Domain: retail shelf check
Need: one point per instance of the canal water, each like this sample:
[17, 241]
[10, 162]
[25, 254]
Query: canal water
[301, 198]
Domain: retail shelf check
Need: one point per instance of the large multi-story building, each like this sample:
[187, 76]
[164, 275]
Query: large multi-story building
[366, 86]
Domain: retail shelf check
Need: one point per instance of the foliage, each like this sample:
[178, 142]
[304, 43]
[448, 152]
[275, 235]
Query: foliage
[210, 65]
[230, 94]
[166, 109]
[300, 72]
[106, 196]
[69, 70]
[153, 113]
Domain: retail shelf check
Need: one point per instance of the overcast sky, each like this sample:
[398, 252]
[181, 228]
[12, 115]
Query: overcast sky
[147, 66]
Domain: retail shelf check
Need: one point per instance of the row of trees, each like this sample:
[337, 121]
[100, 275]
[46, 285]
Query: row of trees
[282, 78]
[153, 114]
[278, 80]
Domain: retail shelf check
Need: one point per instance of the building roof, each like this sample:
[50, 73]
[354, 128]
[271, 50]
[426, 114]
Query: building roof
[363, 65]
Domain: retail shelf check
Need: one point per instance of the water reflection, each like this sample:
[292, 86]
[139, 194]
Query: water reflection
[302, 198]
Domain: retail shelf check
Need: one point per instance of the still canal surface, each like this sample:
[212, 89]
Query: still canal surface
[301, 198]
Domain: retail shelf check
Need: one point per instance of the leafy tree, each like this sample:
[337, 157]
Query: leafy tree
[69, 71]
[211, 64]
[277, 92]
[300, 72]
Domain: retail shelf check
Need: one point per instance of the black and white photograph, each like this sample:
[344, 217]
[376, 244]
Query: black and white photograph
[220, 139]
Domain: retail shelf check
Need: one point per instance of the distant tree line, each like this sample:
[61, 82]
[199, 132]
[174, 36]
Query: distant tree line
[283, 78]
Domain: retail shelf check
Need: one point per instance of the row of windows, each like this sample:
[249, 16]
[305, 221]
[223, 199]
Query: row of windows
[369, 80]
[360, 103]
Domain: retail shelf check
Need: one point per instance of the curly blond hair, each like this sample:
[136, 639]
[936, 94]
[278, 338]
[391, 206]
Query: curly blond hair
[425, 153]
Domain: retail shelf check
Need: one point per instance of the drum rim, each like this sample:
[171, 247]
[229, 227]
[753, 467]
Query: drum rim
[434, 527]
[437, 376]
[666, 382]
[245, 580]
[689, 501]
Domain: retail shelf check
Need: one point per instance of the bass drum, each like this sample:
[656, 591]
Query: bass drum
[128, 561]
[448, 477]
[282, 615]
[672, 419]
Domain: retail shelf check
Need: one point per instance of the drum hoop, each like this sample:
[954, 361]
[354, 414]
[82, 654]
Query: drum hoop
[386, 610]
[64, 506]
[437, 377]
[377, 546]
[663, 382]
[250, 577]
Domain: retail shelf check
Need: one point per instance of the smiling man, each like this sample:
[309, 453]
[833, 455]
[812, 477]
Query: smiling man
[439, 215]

**Task statement**
Using the data above, return each line exactly as written.

**Task result**
Domain: retail shelf check
Need: one point per instance of the canal water, each like this sample:
[17, 241]
[10, 162]
[25, 254]
Query: canal water
[301, 198]
Domain: retail shelf check
Need: one point per instance of the large multi-story building, each like this sample:
[187, 76]
[164, 275]
Query: large multi-story building
[366, 86]
Domain: retail shelf check
Need: one point per instance of the foliage, each like this sample:
[178, 142]
[304, 43]
[448, 152]
[275, 235]
Query: foliage
[210, 65]
[230, 94]
[166, 109]
[300, 72]
[106, 196]
[69, 70]
[153, 113]
Domain: retail shelf check
Need: one point per instance of the overcast sky, each like this sample:
[398, 252]
[181, 228]
[12, 115]
Query: overcast sky
[147, 66]
Domain: retail shelf check
Need: one point per instance of the row of trees, each like this sample:
[337, 121]
[100, 275]
[46, 285]
Query: row of trees
[282, 78]
[153, 114]
[278, 80]
Domain: retail shelf check
Need: one point per instance of the building roof, each like this sample:
[50, 73]
[354, 128]
[271, 50]
[426, 114]
Query: building roof
[363, 65]
Domain: retail shelf check
Need: one point per instance of the water reflection, each like this sample:
[292, 86]
[139, 194]
Query: water reflection
[302, 198]
Domain: retail shelf check
Need: one point per instance of the still canal surface, each like this sample:
[212, 89]
Query: still canal surface
[301, 198]
Domain: retail shelf check
Need: one point per instance of the leafy tree, each like this sample:
[337, 157]
Query: leafy tree
[69, 71]
[211, 64]
[277, 92]
[300, 72]
Domain: retail shelf check
Need: one point per instance of the black and white photograph, each like this sample:
[344, 217]
[376, 244]
Query: black and white photograph
[220, 139]
Domain: retail shelf check
Need: one point per instance of the distant tree line, each like this sample:
[61, 82]
[199, 132]
[174, 36]
Query: distant tree line
[283, 78]
Domain: retail shelf check
Need: one point per instance of the row of windows, each like this sample:
[249, 16]
[305, 221]
[223, 199]
Query: row of windows
[369, 80]
[360, 103]
Domain: retail shelf check
Need: one point per instance of the curly blond hair, each like this sample:
[136, 639]
[936, 94]
[278, 338]
[391, 206]
Query: curly blond hair
[425, 153]
Domain: retail shelf check
Need: one point per instance of the drum rim, each like this sample:
[171, 247]
[229, 227]
[753, 467]
Query: drum rim
[434, 527]
[437, 376]
[666, 382]
[245, 580]
[689, 501]
Domain: retail shelf check
Need: one point per instance of the bass drum, each like this sample:
[656, 591]
Query: bass drum
[128, 561]
[448, 477]
[282, 615]
[672, 419]
Domain: retail shelf check
Need: one point per instance of the drum hoop, each like this sample:
[954, 361]
[354, 414]
[82, 654]
Query: drum hoop
[386, 610]
[64, 506]
[437, 377]
[377, 546]
[663, 382]
[250, 577]
Domain: retail shelf check
Need: one point per instance of the smiling man, each like this sample:
[309, 453]
[833, 455]
[812, 477]
Query: smiling man
[439, 215]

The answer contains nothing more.